### EXERCISE OBJECTIVE
Using the material below, print the line that contains "Reviewer note: confirm that each instance of the apron tie", the line that contains "Reviewer note: confirm that each instance of the metal", and every line in between, exactly and nothing else.

### SUPPLIED MATERIAL
--- START ---
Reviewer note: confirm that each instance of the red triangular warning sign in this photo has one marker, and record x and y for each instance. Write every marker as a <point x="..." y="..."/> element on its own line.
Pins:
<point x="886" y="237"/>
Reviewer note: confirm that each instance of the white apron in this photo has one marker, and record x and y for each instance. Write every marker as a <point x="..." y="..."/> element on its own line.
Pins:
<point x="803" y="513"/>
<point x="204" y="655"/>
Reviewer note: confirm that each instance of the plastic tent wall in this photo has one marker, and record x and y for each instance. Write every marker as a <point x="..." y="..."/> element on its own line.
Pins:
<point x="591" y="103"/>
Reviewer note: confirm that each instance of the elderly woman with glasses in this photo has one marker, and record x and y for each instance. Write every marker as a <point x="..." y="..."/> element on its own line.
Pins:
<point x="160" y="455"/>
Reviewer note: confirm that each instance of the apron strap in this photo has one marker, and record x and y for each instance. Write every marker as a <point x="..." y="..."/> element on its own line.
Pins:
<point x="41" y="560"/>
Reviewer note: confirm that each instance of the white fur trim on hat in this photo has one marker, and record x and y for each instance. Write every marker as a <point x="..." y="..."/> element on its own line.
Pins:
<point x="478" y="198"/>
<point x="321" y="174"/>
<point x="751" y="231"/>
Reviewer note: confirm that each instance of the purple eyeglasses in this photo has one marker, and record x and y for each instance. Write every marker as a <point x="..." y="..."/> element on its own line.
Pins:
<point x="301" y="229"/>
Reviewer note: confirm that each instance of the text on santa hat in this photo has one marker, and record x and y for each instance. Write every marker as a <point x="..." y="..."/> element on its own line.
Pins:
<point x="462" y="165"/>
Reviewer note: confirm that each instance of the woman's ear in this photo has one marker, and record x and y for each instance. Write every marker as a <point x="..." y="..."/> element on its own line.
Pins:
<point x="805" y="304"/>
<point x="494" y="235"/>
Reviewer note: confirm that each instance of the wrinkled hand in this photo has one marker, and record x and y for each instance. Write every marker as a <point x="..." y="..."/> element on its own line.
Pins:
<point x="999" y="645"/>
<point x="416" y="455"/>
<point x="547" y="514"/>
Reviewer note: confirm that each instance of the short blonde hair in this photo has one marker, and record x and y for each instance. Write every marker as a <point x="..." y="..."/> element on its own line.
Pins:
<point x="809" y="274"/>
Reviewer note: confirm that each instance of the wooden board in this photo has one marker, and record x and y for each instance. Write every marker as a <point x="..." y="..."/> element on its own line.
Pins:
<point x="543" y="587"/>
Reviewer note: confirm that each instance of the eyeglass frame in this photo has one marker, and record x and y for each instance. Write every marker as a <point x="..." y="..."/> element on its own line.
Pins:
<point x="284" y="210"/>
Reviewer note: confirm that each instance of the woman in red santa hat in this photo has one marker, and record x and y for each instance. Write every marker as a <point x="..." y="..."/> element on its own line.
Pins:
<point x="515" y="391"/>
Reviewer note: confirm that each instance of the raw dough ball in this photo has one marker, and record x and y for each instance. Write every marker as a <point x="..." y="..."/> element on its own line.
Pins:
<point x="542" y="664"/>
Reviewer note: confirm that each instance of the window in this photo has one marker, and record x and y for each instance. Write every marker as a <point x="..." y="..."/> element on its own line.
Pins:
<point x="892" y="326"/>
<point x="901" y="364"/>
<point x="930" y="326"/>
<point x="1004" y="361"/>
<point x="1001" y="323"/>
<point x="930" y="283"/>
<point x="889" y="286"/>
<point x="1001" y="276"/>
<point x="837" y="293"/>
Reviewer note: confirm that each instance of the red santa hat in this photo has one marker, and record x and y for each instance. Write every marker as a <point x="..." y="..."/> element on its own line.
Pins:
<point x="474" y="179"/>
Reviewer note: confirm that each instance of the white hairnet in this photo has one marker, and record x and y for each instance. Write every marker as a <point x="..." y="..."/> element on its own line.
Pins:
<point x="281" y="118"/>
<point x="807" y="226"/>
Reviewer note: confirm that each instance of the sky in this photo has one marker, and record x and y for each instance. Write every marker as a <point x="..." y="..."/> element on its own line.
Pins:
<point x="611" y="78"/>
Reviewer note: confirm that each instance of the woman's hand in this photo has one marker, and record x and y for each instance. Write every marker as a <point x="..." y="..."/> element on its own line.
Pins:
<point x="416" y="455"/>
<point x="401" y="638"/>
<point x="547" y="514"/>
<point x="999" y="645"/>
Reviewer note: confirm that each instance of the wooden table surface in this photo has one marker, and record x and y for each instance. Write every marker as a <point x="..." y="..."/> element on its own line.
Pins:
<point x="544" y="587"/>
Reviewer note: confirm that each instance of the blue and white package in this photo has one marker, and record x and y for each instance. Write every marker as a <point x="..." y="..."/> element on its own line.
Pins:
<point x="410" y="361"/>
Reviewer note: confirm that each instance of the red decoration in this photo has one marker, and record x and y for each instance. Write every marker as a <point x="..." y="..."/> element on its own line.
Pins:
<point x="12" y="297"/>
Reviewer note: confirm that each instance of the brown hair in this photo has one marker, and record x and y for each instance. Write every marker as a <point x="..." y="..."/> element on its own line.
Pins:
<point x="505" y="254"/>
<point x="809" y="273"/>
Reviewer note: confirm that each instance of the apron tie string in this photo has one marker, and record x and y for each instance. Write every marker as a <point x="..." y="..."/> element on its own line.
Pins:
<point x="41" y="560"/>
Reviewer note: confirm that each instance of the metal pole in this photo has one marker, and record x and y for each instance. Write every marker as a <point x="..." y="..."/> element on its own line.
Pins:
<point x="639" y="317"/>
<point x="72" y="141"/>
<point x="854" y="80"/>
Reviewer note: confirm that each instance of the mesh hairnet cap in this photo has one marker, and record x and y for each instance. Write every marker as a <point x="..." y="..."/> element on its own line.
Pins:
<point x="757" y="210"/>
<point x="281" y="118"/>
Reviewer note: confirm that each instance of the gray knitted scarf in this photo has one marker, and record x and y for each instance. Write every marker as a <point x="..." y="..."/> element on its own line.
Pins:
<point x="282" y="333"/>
--- END ---
--- START ---
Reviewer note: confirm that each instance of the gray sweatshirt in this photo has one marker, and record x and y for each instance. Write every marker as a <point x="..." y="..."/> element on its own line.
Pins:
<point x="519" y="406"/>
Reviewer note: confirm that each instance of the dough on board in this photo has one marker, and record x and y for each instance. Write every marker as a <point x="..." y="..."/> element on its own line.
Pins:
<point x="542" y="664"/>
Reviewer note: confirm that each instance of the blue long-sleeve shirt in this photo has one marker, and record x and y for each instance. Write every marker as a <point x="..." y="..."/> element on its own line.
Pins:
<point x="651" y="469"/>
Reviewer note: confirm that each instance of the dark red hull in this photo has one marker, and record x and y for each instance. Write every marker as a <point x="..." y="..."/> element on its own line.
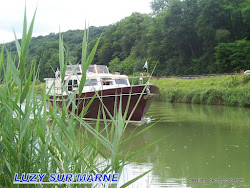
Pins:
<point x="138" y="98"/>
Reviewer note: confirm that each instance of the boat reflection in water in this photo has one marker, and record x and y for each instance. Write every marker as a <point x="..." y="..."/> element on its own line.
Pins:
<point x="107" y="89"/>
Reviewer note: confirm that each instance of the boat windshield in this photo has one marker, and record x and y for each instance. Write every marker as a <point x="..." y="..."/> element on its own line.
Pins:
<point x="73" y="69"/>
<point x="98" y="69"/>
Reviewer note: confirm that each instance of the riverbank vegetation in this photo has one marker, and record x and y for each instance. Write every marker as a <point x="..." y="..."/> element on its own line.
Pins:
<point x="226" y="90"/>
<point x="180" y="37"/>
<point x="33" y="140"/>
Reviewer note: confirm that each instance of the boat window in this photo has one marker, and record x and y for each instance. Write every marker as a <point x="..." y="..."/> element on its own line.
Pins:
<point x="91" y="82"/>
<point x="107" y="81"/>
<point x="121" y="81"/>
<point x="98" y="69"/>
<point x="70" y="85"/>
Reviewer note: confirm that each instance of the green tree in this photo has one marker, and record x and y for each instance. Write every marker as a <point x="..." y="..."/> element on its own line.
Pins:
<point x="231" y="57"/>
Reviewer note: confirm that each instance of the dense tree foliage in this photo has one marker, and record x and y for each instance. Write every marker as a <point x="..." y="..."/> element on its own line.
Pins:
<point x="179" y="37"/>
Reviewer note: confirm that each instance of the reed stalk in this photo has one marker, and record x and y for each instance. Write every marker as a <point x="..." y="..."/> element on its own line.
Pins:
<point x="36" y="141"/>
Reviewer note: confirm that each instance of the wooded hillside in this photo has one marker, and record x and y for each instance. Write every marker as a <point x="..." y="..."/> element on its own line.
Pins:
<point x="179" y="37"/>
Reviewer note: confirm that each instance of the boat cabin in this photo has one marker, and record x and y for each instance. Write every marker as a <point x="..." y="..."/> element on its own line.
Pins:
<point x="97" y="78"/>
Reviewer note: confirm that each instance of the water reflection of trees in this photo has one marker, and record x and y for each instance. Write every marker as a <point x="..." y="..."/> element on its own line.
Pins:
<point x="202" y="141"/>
--- END ---
### THE COMPLETED TASK
Reviewer note: confirm that each instance of the apron tie string in this photo has one marker, and record x and y for each instance. Write every marker as a <point x="..." y="..."/> element on its own line.
Pins:
<point x="41" y="560"/>
Reviewer note: confirm that each instance of the metal pole in this photo has one marker, and record x and y for each instance. Write every marker as a <point x="..." y="..."/> element on its own line.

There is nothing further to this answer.